### [Cosa fare]
#1 Rispondi alle domande seguenti sul testo su Paola:
(a) Dove vanno a cercare occupazione i giovani che abbandonano il territorio?
(b) Per quale motivo si trasferiscono spesso molti anziani?
(c) Quali ruoli aveva conquistato la città in passato?
#2 Ripeti dal testo su Paola tutto ciò che va da "La decadenza di" giù fino a "momenti di bisogno.".
#3 Riassumi il testo su Paola in due frasi.

### [Pagina]
La decadenza di Paola: riflessioni su una città che cambia
Da anni la città di Paola vive in uno stato di progressivo decadimento socio-politico e culturale. L’attuale sistema elettorale evidenzia una notevole diminuzione della popolazione residente. I giovani, in gran parte laureati, abbandonano il territorio alla ricerca di occupazione, non solo nel nord Italia, ma anche all’estero. Anche molti anziani si trasferiscono, spesso per offrire supporto come nonni ai figli che vivono e lavorano in altre regioni.
La città ha perso quei ruoli che in passato aveva conquistato: era un centro di servizi, un polo ferroviario, un riferimento sanitario e scolastico. Di tutto questo restano solo le vestigia. Si va via perché si è disfatto il tessuto sociale e solidale; si sono persi i rapporti di familiarità e di aiuto reciproco nei momenti di bisogno.

### [Righe fornite]
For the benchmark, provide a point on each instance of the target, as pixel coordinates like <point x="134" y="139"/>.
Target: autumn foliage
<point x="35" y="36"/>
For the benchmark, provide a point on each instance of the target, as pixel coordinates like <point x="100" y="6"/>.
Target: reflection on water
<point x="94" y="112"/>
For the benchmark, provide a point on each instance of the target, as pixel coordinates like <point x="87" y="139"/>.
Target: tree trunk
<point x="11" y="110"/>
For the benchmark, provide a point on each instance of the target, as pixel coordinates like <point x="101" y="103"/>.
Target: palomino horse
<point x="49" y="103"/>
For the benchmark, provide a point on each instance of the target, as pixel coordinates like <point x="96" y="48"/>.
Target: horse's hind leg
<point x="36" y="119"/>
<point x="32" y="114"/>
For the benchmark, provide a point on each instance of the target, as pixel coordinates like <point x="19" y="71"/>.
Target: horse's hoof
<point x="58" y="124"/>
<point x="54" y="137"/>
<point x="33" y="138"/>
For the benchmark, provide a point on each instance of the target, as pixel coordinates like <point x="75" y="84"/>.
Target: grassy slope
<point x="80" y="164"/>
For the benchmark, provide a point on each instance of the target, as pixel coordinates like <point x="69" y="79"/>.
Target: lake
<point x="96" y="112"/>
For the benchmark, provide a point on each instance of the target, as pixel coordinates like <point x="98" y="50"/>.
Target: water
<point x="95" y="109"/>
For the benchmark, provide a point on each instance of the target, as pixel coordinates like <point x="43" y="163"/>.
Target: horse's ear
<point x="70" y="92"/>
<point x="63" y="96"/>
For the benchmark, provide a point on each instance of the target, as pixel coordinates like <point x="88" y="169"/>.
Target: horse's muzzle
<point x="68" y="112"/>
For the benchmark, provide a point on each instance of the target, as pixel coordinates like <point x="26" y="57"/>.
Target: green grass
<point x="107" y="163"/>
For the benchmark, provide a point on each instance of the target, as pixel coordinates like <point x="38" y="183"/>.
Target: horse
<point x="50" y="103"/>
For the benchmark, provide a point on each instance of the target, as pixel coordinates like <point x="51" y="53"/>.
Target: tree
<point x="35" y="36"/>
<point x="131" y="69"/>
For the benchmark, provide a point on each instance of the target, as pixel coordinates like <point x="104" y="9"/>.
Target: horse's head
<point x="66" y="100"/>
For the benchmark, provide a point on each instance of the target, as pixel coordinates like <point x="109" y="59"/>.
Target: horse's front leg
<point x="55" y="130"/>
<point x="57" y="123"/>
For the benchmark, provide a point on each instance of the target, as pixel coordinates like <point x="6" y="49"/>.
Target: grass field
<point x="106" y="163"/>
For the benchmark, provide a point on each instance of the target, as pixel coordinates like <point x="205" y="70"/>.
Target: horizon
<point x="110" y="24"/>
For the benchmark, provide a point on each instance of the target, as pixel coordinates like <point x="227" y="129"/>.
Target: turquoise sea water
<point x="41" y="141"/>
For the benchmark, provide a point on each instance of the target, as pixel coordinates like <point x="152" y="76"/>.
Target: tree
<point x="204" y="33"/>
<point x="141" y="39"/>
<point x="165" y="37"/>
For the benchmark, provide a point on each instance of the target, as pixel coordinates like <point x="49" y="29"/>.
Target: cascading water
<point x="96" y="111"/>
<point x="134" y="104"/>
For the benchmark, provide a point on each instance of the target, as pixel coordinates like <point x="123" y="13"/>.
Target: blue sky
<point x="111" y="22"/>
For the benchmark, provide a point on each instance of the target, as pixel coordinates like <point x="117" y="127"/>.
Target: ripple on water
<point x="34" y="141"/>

### [Risposte all'esercizio]
#1
(a) Nel nord Italia e anche all'estero.
(b) Per offrire supporto come nonni ai figli che vivono e lavorano in altre regioni.
(c) Era un centro di servizi, un polo ferroviario, un riferimento sanitario e scolastico.

#2
La decadenza di Paola: riflessioni su una città che cambia
Da anni la città di Paola vive in uno stato di progressivo decadimento socio-politico e culturale. L’attuale sistema elettorale evidenzia una notevole diminuzione della popolazione residente. I giovani, in gran parte laureati, abbandonano il territorio alla ricerca di occupazione, non solo nel nord Italia, ma anche all’estero. Anche molti anziani si trasferiscono, spesso per offrire supporto come nonni ai figli che vivono e lavorano in altre regioni.
La città ha perso quei ruoli che in passato aveva conquistato: era un centro di servizi, un polo ferroviario, un riferimento sanitario e scolastico. Di tutto questo restano solo le vestigia. Si va via perché si è disfatto il tessuto sociale e solidale; si sono persi i rapporti di familiarità e di aiuto reciproco nei momenti di bisogno.

#3 Da anni Paola vive un progressivo decadimento socio-politico e culturale, con una notevole diminuzione della popolazione residente, poiché giovani laureati e molti anziani lasciano la città. Paola ha perso i ruoli di centro di servizi, polo ferroviario e riferimento sanitario e scolastico, e si sono disfatti il tessuto sociale e solidale e i rapporti di aiuto reciproco.